**DATASET EXCERPTS:**
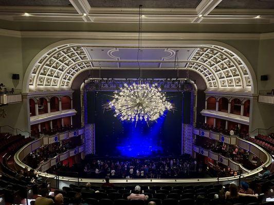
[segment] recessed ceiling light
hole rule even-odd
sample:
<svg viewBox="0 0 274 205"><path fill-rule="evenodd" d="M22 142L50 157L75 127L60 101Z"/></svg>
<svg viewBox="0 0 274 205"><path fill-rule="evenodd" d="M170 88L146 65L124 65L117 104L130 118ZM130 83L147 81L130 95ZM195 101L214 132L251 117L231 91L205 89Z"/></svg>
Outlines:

**GIVEN PROBLEM:** How many of the lines above contain the string "rule"? Reply with the number alone.

**FULL SOLUTION:** 3